The interconnected wetlands explain the significance of environmental conditions for species occupancy. High ionic level is attributable for 56% of CMEN taxa at Jakkur, while it was 35%, at Rachenahalli with less ionic level compared to former. The species composition reflected not just the water chemistry but physical habitat quality such as substrate composition, turbulence and land use patterns as factors that influence diatom macroinvertebrate assemblages (Giller and Malmqvist, 1998).

The clustering of sampling sites based on the relative abundance of diatoms and macroinvertebrate revealed the trophic status and scale of organic pollution across Bangalore. The sites categorized under class I and II were relatively clean waters with fewer nutrients and less disturbed wetlands. The sites which are grouped in the class III to IV are inflow sites with sewage and industrial effluents while, class I and II include most of the outlet sites. The oligotrophic status of outlet sites explains the role of ecosystem in uptake of nutrients by macrophytes and other organisms. According to TDI, most of the sites come under mesotrophic classification, while inlets of ML and JK were clustered as Meso-eutrophic to eutrophic (Class IV-V) with high constituents of EC, CHL, hardness and organic nutrients, which were also evident from water quality and dominance indices.

Task instructions =
A. Reproduce the passage on Bangalore wetlands, starting with "The clustering of" and going on through "and dominance indices.".
B. According to the passage on Bangalore wetlands, what share of CMEN taxa at Jakkur is attributable to high ionic level?
The entries come from a separate source, not from the passage on Bangalore wetlands.

Input data =

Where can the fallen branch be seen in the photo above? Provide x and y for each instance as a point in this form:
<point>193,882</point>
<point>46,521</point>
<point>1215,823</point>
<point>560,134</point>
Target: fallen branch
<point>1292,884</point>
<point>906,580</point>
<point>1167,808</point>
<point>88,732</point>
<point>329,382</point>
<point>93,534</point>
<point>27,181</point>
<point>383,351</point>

Expected responses =
A.
The clustering of sampling sites based on the relative abundance of diatoms and macroinvertebrate revealed the trophic status and scale of organic pollution across Bangalore. The sites categorized under class I and II were relatively clean waters with fewer nutrients and less disturbed wetlands. The sites which are grouped in the class III to IV are inflow sites with sewage and industrial effluents while, class I and II include most of the outlet sites. The oligotrophic status of outlet sites explains the role of ecosystem in uptake of nutrients by macrophytes and other organisms. According to TDI, most of the sites come under mesotrophic classification, while inlets of ML and JK were clustered as Meso-eutrophic to eutrophic (Class IV-V) with high constituents of EC, CHL, hardness and organic nutrients, which were also evident from water quality and dominance indices.

B. 56%